Übertrage alle Zeilen der folgenden Datensätze in eine nummerierte Liste und lass Leerzeilen weg. Die Bilder gehören nicht in die Antwort.

###

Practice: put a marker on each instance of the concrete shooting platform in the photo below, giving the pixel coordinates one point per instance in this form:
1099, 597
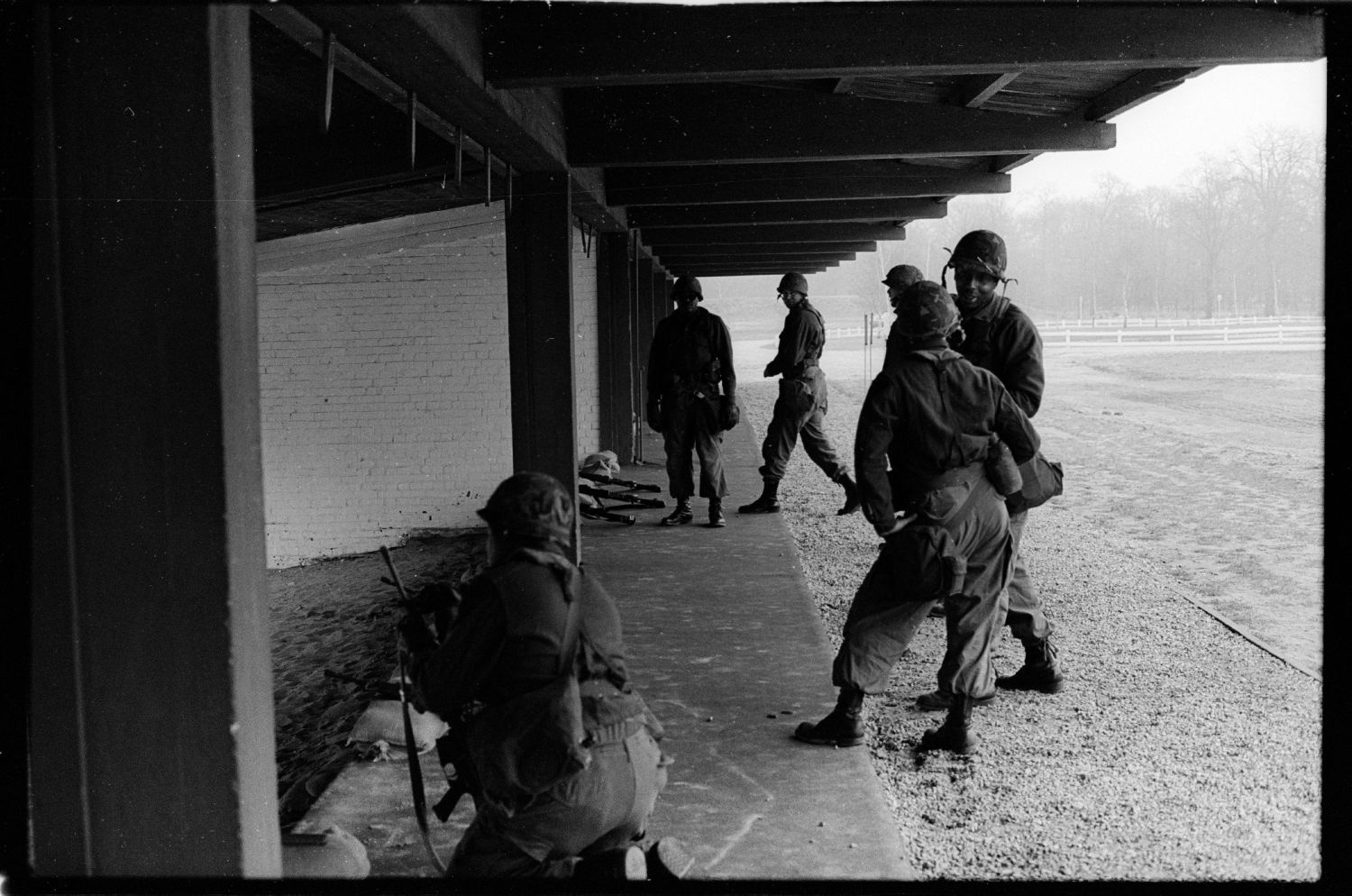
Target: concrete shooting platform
726, 644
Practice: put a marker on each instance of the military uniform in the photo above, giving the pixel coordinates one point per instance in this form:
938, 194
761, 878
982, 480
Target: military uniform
800, 407
1005, 341
690, 359
930, 416
507, 642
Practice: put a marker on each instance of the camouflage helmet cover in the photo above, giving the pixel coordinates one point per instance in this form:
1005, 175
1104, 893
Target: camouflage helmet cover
924, 310
903, 276
792, 281
687, 286
530, 504
981, 249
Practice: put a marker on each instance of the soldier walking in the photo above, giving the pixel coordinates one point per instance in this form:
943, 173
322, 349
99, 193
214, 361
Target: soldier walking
1000, 337
691, 359
800, 408
919, 449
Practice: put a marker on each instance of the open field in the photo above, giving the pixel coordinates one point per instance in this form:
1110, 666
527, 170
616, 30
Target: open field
1206, 461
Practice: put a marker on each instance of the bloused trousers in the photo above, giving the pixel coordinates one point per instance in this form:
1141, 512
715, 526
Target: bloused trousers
1024, 608
800, 408
603, 807
690, 424
889, 608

###

Schriftliche Antwort:
1. Practice: put a marker on each instance of the concrete shooting platform in the photo below, giving the pixel coordinates one point per instance in this form:
2. 1099, 597
3. Target: concrete shooting platform
4. 726, 644
5. Practice: put a marker on each instance of the military uniform in the photo above, giving the pixel coordinates one point per instance in this form:
6. 938, 194
7. 761, 878
8. 982, 480
9. Target: military uniform
10. 800, 407
11. 1005, 341
12. 690, 359
13. 930, 416
14. 507, 642
15. Practice: put a marker on each instance of the camouflage helmet cover in the photo above, giving the pixel coordinates one point per instance in this form:
16. 1005, 175
17. 1104, 893
18. Target: camouflage helmet cover
19. 924, 310
20. 903, 276
21. 792, 281
22. 687, 286
23. 530, 504
24. 981, 249
25. Practice: put a marker on each instance of the soldier walking in the photo above, giving the pixel coordinates one point per instance in this form:
26. 943, 173
27. 322, 349
28. 99, 193
29. 214, 361
30. Target: soldier walking
31. 1000, 337
32. 691, 359
33. 800, 408
34. 919, 449
35. Practice: put a marker on each instance of the open field in the photo above, giving the pixel coordinates one point per instance in this form:
36. 1110, 666
37. 527, 170
38. 616, 30
39. Target: open field
40. 1206, 461
41. Practice: put a marker on each instance of the bloused trousers in the photo above, giving the pixel coordinates one point per instance in this form:
42. 1141, 512
43. 715, 526
44. Target: bloused trousers
45. 1024, 608
46. 800, 408
47. 603, 807
48. 690, 424
49. 889, 608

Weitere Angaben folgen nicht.